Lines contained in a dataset
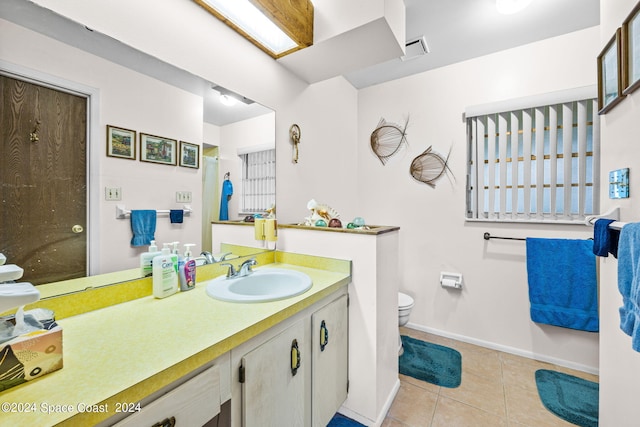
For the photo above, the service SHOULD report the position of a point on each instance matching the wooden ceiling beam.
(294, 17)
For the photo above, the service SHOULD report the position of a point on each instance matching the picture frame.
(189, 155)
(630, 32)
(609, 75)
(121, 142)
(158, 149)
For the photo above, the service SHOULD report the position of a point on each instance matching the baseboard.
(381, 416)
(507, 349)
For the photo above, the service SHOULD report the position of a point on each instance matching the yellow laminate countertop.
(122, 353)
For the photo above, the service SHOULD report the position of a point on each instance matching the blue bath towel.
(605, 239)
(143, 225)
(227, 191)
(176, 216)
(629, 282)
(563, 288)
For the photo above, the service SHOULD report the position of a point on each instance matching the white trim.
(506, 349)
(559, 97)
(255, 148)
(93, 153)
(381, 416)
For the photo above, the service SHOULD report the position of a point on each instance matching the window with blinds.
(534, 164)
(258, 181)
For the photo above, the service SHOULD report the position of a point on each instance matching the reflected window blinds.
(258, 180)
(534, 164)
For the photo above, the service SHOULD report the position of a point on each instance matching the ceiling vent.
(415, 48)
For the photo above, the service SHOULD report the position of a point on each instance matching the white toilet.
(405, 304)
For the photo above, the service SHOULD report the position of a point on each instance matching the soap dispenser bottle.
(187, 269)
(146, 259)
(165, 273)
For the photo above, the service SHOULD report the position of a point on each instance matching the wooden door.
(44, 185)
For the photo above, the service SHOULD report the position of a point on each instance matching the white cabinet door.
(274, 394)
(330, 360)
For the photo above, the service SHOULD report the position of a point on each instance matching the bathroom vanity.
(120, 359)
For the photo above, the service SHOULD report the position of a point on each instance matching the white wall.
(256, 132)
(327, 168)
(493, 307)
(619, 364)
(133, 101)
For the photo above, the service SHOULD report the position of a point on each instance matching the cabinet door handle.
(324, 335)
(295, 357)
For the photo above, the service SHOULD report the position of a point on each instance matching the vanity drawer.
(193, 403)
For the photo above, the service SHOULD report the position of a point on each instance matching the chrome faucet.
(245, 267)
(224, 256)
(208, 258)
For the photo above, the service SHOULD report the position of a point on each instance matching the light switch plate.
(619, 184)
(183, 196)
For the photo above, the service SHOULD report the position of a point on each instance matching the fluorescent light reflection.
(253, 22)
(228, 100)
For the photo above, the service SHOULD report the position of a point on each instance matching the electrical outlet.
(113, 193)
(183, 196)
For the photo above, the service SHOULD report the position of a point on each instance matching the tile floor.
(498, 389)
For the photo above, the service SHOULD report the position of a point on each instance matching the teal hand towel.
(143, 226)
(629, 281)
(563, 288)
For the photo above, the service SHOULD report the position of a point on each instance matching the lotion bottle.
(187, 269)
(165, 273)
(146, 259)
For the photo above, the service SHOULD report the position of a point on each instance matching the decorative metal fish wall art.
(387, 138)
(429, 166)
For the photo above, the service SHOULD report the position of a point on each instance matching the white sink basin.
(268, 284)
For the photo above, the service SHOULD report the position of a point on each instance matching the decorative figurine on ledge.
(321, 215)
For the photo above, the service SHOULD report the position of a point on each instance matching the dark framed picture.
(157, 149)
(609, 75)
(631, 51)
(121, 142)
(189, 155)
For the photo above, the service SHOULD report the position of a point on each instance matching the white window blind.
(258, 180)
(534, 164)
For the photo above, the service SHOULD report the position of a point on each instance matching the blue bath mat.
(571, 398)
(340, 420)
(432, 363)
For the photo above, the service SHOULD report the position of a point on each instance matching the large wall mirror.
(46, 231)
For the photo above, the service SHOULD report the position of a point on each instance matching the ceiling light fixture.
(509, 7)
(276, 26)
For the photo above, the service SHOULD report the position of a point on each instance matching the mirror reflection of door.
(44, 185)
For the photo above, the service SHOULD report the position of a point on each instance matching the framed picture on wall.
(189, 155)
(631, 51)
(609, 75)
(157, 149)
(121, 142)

Work required >>
Rewrite the lines from the one containing "figurine on ledge." through the final line, inclusive, replacing "service" with "system" and leaving everything else unchanged.

Task solution >>
For the photo above, the system SHOULD report the position of a point on each instance matching the decorative figurine on ledge.
(321, 215)
For the photo above, the system SHOULD report the position of a point on each instance matching the dark framed picture.
(157, 149)
(609, 75)
(631, 51)
(121, 142)
(189, 155)
For the photo above, the system SHOULD report the position of a point on each instance matching the white window blind.
(258, 180)
(534, 164)
For the photo above, the system SHOULD report the position of a point on each instance matching the blue bath mat.
(571, 398)
(340, 420)
(432, 363)
For the photo above, the system SHOULD report the position of a point on each instance matching the large wall mirror.
(46, 231)
For the photo above, the system SHOULD report the position of a point on each instance matching the ceiling light fixture.
(509, 7)
(276, 26)
For the photo above, the system SHOULD report the position of a point on each instance matching the mirror reflection of door.
(44, 185)
For the photo above, the system SHOULD report the position of a point on each instance matching the framed picture on wall.
(189, 155)
(631, 51)
(609, 75)
(157, 149)
(121, 142)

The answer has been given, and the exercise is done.